— THE TASK —
After finding the line containing "target: speckled fish body" below, please output that line and each following one through the line containing "target: buried fish", exactly as written.

— SUPPLIED ENTRIES —
⁂
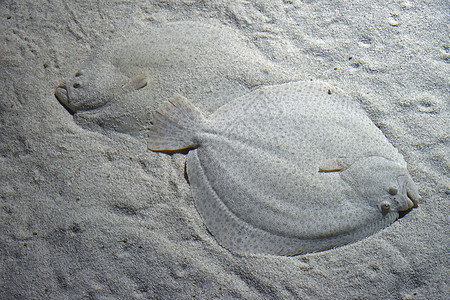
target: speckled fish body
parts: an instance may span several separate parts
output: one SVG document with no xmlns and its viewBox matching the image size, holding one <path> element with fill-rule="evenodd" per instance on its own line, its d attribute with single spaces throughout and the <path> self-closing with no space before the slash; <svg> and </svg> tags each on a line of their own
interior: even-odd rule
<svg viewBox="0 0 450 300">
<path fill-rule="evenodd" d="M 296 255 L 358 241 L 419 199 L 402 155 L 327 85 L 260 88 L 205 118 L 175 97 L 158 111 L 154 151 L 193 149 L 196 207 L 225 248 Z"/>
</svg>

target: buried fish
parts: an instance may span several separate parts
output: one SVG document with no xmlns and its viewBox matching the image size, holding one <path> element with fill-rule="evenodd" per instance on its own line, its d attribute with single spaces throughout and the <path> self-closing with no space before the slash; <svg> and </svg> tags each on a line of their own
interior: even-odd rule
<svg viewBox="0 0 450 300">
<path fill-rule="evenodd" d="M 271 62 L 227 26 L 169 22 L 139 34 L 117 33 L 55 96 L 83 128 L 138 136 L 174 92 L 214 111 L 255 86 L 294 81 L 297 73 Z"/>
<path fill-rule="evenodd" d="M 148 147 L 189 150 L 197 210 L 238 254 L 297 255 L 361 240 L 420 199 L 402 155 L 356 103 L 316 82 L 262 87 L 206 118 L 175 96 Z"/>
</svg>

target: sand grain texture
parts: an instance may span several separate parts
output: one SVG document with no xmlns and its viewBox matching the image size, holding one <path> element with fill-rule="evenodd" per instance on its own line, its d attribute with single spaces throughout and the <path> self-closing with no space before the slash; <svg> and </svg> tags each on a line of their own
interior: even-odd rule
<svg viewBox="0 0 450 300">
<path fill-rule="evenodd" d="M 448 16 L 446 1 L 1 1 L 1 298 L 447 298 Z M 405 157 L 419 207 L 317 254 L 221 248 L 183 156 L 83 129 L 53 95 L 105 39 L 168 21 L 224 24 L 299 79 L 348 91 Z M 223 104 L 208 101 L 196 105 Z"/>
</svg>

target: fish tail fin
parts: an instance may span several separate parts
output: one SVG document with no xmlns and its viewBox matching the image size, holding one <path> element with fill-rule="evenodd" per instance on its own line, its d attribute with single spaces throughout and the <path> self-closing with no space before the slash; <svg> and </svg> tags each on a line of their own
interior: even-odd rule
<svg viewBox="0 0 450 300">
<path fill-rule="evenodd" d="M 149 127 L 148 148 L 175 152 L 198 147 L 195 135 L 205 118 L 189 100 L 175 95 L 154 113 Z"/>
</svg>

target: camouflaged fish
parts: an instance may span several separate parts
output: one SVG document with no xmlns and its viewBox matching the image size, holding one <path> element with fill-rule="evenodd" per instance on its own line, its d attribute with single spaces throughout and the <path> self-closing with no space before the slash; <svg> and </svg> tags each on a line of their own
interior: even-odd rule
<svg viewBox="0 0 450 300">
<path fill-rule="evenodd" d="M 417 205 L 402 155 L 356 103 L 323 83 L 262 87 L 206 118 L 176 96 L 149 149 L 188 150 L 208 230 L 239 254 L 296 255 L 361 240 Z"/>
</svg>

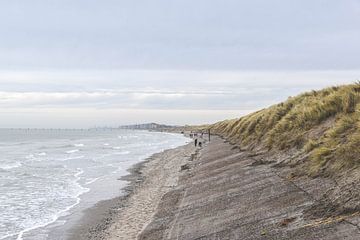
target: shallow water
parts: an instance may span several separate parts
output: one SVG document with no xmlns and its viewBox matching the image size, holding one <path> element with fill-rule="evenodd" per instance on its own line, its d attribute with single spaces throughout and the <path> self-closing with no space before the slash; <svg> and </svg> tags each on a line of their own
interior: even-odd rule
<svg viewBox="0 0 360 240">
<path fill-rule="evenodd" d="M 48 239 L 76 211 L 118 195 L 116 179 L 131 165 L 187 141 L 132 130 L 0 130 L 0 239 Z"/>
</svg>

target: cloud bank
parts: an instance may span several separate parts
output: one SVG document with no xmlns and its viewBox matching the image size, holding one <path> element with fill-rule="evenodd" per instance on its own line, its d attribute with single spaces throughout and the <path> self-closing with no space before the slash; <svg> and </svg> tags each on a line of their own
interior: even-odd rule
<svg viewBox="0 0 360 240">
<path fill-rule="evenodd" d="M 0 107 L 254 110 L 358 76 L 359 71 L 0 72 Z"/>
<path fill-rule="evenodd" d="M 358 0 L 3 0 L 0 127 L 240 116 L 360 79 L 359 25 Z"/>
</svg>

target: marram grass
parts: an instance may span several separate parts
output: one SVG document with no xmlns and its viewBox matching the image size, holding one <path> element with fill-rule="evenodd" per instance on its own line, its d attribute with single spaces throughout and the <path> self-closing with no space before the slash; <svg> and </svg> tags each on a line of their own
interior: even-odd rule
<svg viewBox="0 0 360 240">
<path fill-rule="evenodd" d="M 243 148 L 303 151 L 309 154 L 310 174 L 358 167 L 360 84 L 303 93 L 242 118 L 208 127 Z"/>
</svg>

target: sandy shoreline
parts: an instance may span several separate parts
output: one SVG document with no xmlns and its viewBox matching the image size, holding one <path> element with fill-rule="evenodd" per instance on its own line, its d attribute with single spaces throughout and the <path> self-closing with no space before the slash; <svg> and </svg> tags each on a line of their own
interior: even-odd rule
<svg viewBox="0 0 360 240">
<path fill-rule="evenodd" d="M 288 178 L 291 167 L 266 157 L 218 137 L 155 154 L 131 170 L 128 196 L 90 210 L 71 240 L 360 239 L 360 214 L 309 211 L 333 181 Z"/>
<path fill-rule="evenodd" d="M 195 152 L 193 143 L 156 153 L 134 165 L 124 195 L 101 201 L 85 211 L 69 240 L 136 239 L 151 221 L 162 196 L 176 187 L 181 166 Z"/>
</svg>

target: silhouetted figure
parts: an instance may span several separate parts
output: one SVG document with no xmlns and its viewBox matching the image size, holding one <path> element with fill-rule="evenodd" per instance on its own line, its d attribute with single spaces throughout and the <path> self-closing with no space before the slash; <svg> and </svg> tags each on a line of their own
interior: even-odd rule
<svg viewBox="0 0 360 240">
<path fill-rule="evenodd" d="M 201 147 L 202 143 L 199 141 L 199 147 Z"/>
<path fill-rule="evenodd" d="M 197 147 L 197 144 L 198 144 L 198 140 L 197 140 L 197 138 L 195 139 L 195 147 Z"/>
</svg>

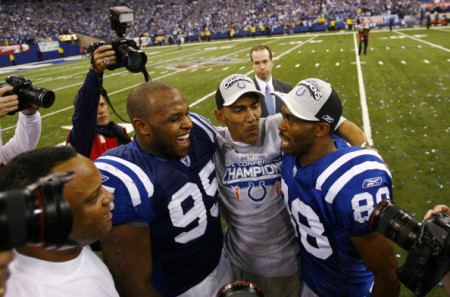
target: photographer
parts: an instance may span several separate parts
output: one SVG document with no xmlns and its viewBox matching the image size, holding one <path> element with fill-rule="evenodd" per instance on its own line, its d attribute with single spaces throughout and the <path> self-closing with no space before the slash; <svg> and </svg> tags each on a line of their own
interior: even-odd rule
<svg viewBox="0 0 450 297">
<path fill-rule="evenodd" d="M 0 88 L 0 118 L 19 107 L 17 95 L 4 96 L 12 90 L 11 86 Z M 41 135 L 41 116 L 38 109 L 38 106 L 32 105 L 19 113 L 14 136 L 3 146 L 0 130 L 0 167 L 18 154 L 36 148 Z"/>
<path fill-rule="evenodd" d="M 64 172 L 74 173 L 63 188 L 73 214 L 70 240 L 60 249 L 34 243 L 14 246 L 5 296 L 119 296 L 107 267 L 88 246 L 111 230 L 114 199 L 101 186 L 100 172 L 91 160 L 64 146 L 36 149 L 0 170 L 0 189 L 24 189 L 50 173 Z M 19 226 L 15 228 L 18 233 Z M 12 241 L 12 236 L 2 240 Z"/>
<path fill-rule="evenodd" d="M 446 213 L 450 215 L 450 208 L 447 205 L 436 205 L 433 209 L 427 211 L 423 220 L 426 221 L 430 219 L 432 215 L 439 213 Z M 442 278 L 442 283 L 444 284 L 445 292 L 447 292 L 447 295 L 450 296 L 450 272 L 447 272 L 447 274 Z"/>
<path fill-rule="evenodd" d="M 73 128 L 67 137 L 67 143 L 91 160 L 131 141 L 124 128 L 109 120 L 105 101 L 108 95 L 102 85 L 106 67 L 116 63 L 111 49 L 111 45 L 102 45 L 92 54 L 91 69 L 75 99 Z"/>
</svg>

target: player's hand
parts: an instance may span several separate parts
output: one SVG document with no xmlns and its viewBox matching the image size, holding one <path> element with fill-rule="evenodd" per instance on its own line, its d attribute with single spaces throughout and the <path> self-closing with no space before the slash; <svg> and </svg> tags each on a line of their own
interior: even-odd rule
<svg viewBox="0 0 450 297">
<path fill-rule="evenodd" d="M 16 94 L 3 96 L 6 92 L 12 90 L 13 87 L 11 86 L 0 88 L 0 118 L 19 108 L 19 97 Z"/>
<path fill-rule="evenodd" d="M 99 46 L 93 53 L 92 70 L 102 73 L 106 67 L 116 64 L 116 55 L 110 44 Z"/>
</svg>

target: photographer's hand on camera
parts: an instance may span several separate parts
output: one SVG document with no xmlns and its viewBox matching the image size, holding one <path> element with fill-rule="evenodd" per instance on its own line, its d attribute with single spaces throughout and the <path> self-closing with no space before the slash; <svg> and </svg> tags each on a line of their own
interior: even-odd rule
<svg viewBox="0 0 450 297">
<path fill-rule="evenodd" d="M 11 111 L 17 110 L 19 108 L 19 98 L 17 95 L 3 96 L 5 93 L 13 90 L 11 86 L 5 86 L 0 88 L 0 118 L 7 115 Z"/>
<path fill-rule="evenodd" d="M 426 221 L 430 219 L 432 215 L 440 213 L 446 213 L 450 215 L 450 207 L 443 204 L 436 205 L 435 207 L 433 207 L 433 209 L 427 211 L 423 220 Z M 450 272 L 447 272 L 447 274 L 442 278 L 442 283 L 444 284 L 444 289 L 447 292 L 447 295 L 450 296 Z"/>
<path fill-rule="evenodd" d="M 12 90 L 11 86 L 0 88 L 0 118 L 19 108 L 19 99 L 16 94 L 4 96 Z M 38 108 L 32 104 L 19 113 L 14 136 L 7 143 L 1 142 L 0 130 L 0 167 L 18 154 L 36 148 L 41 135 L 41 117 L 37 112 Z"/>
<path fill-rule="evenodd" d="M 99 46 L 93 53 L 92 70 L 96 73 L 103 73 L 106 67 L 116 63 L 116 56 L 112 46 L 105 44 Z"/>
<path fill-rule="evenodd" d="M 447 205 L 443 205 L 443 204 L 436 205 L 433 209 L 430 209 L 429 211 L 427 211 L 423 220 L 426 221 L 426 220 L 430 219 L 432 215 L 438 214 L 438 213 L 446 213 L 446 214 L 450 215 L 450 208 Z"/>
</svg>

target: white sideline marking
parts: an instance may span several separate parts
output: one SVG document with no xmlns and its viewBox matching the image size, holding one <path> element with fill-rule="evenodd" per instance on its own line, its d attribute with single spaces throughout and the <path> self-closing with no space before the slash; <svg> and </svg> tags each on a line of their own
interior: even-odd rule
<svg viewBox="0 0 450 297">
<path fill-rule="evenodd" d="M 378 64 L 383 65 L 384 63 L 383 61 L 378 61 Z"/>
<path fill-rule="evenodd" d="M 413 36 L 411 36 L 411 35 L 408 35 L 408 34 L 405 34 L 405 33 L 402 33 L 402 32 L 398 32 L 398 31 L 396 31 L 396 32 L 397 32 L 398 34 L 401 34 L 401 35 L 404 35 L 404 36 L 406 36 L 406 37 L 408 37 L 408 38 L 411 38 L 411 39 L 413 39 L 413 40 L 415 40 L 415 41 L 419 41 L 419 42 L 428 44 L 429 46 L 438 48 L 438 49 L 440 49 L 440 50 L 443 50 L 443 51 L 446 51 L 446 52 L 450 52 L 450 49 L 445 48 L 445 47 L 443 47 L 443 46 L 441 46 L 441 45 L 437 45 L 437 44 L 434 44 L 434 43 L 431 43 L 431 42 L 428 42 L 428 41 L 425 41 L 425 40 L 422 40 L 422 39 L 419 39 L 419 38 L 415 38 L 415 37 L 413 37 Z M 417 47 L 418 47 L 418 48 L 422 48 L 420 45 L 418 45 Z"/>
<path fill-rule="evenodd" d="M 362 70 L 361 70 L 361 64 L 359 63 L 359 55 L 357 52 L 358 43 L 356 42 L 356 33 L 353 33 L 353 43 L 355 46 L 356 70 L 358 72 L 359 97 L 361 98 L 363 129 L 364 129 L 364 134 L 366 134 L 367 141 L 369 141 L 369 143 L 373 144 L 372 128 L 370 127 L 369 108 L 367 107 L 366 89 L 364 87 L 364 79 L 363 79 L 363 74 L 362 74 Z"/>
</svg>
⁂
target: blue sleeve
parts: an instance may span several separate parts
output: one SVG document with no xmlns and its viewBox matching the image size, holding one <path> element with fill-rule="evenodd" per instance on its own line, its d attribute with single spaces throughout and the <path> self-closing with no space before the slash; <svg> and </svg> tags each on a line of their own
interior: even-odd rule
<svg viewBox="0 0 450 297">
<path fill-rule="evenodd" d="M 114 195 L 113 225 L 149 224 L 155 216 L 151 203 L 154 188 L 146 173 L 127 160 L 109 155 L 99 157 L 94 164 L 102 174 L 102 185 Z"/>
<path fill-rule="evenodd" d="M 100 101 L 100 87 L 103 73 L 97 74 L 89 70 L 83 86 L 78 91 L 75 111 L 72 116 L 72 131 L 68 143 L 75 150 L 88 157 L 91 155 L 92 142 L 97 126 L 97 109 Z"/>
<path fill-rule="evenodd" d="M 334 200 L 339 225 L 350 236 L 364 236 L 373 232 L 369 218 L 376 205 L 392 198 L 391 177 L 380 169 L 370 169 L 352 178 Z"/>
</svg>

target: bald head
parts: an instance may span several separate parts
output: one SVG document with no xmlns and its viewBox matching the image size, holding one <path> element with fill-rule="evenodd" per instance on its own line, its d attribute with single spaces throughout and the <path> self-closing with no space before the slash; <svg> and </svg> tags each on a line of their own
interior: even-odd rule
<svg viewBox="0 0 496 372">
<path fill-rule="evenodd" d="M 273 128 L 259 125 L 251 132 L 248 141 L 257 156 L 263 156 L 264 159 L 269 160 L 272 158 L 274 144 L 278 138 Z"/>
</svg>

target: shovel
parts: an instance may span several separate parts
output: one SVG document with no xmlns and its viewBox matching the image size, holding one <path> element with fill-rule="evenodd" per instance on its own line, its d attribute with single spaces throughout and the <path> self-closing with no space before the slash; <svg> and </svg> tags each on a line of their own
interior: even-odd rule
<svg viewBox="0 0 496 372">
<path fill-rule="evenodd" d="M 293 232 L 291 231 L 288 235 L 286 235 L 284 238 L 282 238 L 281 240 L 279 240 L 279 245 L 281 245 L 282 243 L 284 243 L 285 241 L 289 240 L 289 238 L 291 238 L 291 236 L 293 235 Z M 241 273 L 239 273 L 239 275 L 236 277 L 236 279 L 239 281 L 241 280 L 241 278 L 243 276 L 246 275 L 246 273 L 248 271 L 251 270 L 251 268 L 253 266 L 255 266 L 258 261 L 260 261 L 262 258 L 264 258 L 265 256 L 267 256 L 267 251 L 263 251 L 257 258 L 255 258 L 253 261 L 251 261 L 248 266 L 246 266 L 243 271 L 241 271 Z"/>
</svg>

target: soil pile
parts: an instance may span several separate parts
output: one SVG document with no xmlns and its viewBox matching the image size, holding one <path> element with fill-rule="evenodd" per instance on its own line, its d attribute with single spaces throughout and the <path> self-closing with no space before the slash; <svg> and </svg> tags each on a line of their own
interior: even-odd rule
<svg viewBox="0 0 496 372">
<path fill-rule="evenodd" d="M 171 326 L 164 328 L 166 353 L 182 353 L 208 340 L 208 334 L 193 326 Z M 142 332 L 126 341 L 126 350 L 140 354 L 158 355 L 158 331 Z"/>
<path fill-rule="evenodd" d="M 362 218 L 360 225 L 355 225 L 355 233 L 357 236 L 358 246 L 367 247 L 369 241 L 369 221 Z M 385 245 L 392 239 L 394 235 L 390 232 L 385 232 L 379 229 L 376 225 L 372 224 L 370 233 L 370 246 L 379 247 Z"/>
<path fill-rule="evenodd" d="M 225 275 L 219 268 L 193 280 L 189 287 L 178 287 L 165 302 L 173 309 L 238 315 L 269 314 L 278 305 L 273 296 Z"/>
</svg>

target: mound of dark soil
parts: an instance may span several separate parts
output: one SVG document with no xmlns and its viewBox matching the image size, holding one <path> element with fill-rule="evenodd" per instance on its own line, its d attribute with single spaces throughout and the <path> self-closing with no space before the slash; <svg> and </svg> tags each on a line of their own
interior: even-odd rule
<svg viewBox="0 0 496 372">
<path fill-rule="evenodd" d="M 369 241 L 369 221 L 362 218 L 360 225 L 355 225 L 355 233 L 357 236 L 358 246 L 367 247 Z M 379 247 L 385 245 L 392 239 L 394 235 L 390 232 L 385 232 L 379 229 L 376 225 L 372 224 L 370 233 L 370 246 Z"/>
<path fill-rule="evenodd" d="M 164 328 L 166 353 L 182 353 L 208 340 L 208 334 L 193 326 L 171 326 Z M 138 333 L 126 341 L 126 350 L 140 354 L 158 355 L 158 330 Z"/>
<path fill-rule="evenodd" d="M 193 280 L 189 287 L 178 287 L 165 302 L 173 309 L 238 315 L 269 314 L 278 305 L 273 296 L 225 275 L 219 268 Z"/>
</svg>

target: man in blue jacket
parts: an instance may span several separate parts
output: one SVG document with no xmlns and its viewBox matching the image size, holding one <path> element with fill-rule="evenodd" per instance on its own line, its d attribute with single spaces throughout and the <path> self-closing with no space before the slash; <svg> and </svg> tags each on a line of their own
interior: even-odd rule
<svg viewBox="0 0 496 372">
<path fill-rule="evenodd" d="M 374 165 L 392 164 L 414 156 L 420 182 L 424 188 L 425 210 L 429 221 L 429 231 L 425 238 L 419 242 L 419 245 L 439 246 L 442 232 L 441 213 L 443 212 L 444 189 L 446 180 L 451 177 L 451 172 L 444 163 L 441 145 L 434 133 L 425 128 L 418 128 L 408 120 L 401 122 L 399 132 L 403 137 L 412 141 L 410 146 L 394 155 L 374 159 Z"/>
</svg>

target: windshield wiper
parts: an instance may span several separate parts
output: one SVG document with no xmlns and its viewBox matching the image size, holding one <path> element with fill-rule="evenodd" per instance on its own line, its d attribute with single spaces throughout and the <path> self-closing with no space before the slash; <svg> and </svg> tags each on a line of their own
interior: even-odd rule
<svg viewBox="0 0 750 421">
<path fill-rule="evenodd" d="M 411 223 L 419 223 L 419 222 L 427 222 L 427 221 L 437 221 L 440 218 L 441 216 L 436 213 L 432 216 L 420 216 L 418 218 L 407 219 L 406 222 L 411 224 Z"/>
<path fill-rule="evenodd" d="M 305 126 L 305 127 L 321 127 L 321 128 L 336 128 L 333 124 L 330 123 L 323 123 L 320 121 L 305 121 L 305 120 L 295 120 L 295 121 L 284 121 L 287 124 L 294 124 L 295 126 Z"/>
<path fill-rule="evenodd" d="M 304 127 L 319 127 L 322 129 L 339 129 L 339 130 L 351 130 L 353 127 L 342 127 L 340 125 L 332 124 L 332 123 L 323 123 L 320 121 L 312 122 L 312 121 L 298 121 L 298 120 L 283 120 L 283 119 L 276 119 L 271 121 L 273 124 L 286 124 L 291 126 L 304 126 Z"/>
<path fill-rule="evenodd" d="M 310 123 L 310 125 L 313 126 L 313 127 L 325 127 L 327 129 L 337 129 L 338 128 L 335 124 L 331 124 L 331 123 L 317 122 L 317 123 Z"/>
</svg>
⁂
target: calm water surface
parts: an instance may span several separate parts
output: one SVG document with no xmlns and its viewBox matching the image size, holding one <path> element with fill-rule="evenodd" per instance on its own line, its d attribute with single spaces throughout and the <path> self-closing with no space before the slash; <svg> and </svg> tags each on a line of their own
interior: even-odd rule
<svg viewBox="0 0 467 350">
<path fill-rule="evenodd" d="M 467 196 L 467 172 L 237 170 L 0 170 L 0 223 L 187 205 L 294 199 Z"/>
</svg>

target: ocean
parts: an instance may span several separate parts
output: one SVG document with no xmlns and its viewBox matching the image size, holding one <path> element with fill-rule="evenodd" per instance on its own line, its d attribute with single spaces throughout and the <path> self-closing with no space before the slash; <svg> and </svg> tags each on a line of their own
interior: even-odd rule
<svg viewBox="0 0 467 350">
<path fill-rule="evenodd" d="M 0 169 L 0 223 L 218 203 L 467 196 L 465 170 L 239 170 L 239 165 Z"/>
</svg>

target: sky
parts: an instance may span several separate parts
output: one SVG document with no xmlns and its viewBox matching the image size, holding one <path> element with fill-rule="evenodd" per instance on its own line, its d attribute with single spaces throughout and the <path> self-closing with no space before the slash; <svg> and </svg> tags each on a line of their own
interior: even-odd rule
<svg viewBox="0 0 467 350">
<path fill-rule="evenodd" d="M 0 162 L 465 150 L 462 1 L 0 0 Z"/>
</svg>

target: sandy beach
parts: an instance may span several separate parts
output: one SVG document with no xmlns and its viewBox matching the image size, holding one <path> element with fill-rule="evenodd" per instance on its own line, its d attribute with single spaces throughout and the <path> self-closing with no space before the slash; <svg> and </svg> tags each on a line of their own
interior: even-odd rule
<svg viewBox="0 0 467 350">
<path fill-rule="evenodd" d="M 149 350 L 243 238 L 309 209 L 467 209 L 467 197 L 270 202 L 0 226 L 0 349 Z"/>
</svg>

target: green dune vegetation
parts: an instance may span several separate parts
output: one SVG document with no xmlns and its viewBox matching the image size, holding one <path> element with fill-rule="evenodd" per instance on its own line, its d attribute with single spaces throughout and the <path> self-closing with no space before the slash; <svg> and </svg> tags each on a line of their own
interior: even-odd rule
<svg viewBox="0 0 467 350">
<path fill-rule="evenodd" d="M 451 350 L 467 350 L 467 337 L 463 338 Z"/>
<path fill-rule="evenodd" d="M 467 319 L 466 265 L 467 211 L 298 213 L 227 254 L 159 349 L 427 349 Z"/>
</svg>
⁂
— ANSWER SPACE —
target: speckled fish body
parts: an instance may span several separate parts
output: one SVG document with no xmlns and its viewBox matching the image size, holding one <path> element with fill-rule="evenodd" per instance on its own line, its d attribute with single spaces throughout and the <path> self-closing with no space before the slash; <svg> and </svg> tags each on a line of their own
interior: even-odd rule
<svg viewBox="0 0 450 300">
<path fill-rule="evenodd" d="M 296 255 L 358 241 L 419 199 L 402 155 L 327 85 L 260 88 L 205 118 L 175 97 L 158 111 L 154 151 L 193 149 L 196 207 L 225 248 Z"/>
</svg>

target: buried fish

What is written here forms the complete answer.